§ RECORDS TO PROCESS:
>>>>>

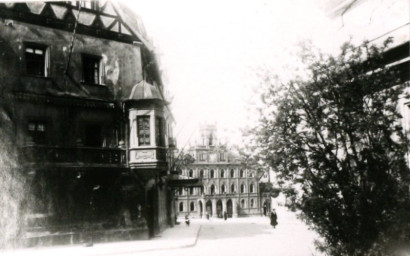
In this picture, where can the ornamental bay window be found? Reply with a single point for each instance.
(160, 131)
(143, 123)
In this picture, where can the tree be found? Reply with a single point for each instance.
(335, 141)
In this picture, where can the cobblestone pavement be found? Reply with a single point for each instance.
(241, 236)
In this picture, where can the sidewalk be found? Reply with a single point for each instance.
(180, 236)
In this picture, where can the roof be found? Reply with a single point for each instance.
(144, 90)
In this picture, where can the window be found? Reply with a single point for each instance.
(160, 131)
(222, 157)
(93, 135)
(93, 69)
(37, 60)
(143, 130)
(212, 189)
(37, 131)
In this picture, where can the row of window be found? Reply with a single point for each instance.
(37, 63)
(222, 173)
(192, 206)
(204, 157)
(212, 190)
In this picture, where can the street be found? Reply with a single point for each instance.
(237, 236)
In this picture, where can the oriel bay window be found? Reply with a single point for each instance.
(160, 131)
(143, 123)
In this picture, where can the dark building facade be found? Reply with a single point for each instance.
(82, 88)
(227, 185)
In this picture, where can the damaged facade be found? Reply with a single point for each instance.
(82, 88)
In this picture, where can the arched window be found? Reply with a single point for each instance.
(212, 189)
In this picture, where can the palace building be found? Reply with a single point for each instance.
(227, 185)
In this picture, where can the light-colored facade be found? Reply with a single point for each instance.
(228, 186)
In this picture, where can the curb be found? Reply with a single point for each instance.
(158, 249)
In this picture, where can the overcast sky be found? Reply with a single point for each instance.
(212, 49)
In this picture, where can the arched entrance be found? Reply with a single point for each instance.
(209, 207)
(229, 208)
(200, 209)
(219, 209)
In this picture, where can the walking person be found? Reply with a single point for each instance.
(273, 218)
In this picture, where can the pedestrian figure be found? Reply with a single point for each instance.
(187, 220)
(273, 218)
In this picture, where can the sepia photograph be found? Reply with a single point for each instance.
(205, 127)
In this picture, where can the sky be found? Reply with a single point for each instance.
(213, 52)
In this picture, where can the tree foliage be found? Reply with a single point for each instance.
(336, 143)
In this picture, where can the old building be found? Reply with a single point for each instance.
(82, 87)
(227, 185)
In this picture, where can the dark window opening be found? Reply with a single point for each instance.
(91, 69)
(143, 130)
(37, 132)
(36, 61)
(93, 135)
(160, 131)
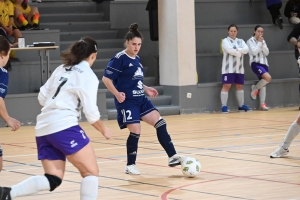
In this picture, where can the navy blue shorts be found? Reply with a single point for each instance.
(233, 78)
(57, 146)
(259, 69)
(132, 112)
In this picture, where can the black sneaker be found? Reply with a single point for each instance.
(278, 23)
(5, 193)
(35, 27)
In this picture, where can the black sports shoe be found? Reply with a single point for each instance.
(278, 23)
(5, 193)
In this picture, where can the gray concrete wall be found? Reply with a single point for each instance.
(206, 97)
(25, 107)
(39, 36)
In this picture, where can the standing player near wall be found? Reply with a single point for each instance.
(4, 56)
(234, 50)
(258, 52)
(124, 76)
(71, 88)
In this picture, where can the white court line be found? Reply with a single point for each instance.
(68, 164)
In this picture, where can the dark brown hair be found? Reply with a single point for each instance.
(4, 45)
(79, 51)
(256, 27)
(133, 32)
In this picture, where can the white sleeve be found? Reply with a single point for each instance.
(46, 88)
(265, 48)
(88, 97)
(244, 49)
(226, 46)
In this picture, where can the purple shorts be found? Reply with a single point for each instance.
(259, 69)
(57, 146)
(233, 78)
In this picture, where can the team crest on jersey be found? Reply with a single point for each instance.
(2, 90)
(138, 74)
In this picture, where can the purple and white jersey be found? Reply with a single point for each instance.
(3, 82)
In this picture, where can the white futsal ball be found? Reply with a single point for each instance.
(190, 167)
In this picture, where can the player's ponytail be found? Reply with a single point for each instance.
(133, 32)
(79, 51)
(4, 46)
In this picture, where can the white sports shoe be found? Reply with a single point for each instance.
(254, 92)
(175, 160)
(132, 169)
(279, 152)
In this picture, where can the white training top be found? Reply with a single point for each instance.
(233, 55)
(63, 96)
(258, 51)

<<<<<

§ EXERCISE: Set the entries down exactly, but not the pictures.

§ YOUR SOLUTION:
In this picture, where can the ornamental bay window be found? Reply with a single point for each instance.
(160, 131)
(143, 123)
In this picture, where can the tree be found? Reply with a single point for each instance.
(335, 141)
In this picture, where can the cobblestone pavement be found? Reply with a single point for each instance.
(241, 236)
In this picture, where can the sidewalk be found? Reply with a single point for each instance.
(180, 236)
In this picture, where can the roof be found? Reply with a single point for each instance.
(144, 90)
In this picture, where can the window be found? Reply with a single point for each instance.
(160, 131)
(222, 157)
(93, 135)
(93, 69)
(37, 60)
(143, 130)
(212, 189)
(37, 131)
In this picture, where can the row of window be found? Reply with a single point for each instance.
(37, 63)
(222, 173)
(192, 206)
(204, 157)
(212, 190)
In this picture, where can the street be found? Reply with a single point for each instance.
(237, 236)
In this picture, where can the oriel bay window be found? Reply with a single point for each instance.
(160, 131)
(143, 123)
In this picture, where can the dark building facade be found? Reply with a single point for each instance.
(82, 88)
(227, 185)
In this picture, where can the damaged facade be found? Reply with a single point for each instance.
(82, 88)
In this picture, where can the arched window be found? Reply with a single point for each instance.
(212, 189)
In this picture, where can the palace building be found? Reply with a single point for each instance.
(227, 185)
In this picture, where can the light-colored facade be found? Reply with a single point for each instance.
(228, 186)
In this picture, where can the curb be found? Reply with a single point for each instance.
(158, 249)
In this picture, where can the overcast sky be found? Reply with a single point for each instance.
(212, 49)
In this picture, where can the arched entrance be found? Reply with a single point for each instance.
(209, 207)
(229, 208)
(200, 209)
(219, 209)
In this picture, where can the walking person be found? Reply with a single point for each instance.
(273, 218)
In this picture, where can the pedestrian figure be found? Reply with a single point for each instance.
(187, 220)
(273, 218)
In this picture, where can the sepia photograph be found? Reply with a single point for each instance.
(205, 127)
In this picture, where can the sky be found? Reply with a single point for each instance.
(213, 52)
In this picture, where can the tree foliage be found? Reply with a single point for each instance.
(336, 143)
In this picture, where can the old building be found? Reply with a single point for each instance.
(82, 87)
(227, 185)
In this picture, where can the dark window opening be found? Reply with a single point for each instance.
(91, 69)
(143, 130)
(37, 132)
(36, 61)
(93, 135)
(160, 131)
In this picture, where can the navy blue shorts be found? Reply with a single point for each instance.
(233, 78)
(57, 146)
(259, 69)
(132, 112)
In this picture, where can the black sneaker be found? Reply with a single point for each instance.
(278, 23)
(5, 193)
(35, 27)
In this picture, where can the black sports shoe be found? Reply with a single point for each instance.
(278, 23)
(5, 193)
In this picture, where can the gray concrete wall be found? Reply with a single point for each instance.
(206, 97)
(25, 107)
(39, 36)
In this picture, where can the standing player near wall be found? Reply with a single point for each instance.
(4, 56)
(234, 50)
(258, 52)
(124, 76)
(71, 88)
In this picture, where can the white court line be found? Reply with a single point for each instance.
(68, 164)
In this picture, where can the dark brown hair be found? Reply with a single point for each instance.
(4, 45)
(79, 51)
(256, 27)
(133, 32)
In this picture, where can the white sleeve be found? Reply with a single point for each instance.
(46, 88)
(265, 48)
(88, 97)
(244, 49)
(226, 46)
In this picture, where can the purple shorts be found? Reply with a single point for each instance.
(259, 69)
(57, 146)
(233, 78)
In this picture, where can the team crest on jersey be found? Reply with a single point for each instance.
(2, 90)
(138, 74)
In this picture, where can the purple and white jersey be found? Reply with a single point for each instance.
(3, 82)
In this picture, where can the white futsal ball be found? Reply with a single point for each instance.
(190, 167)
In this picture, where can the player's ponytail be found? Reply with a single point for each instance.
(133, 32)
(79, 51)
(4, 46)
In this picture, where can the white sports shoe be found? Reply with a single point for each instance.
(254, 92)
(175, 160)
(132, 169)
(279, 152)
In this picture, where can the white training top be found? Reply with a single point for each instance.
(233, 55)
(63, 96)
(258, 51)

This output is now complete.